Whoever the next United States president is, he or she may have to deal with a recession. The declining unemployment rate could be because people are dropping out of the workforce, says a new report. Republican frontrunner Donald Trump is in hot water over his "wonderful" eminent domain remarks. Your iPhone battery is being drained because of Facebook. And flexibility is a perk that’s just as important as how much you earn. 

See Also: 5 Global Business Headlines From Last Week (Sept. 21 to Sept. 27) 

These are the five global business headlines from last week.

1. Odds of a U.S. Recession Grows

Recession
Telegraph

A recession transpires every five to eight years, and since it’s been several years since the Great Recession, we’re due for another one. 

Bloomberg News released a new poll of economists that found the odds of another recession occurring in the United States next year to be growing. As the Federal Reserve debates raising interest rates and the U.S. faces a number of weak economic data points, the poll of economists may prove to be very important to the central bank 

The poll, which took place between Oct. 2 and Oct. 7, found that the chances of a recession happening in the U.S. within the next 12 months increased to 15 percent, up from the 10 percent that it was 13 months ago.

** To be done **
1. In the business headlines text, what did the poll find the chance of a U.S. recession within the next 12 months had risen to?
2. Why does the business headlines text say the U.S. is due for another recession? Answer in one to three sentences.

** Available data **
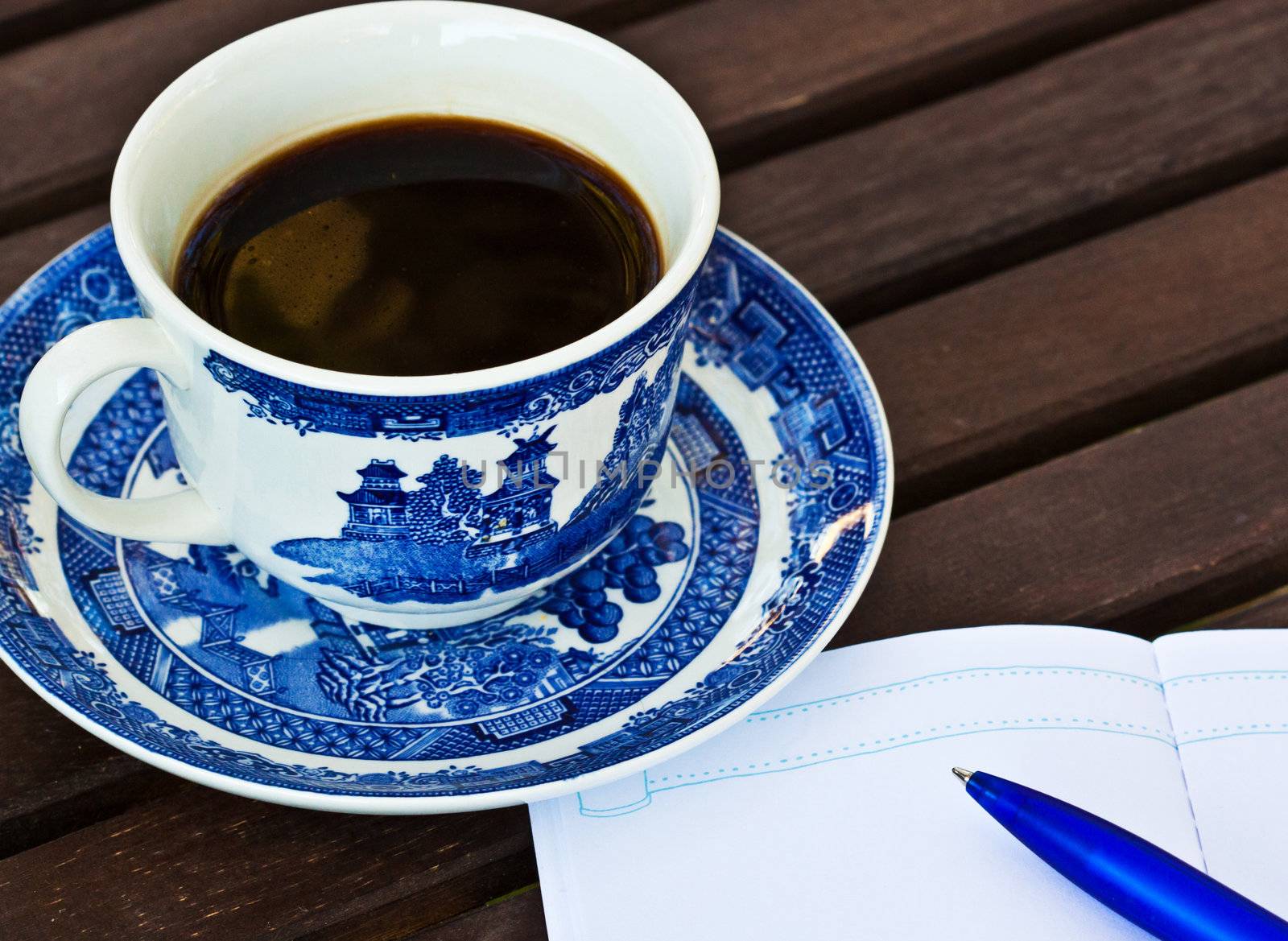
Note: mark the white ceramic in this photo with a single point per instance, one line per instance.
(267, 444)
(733, 575)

** Solutions by task **
1. 15 percent, up from 10 percent 13 months earlier.

2. A recession happens every five to eight years. It has been several years since the Great Recession, so another one is due.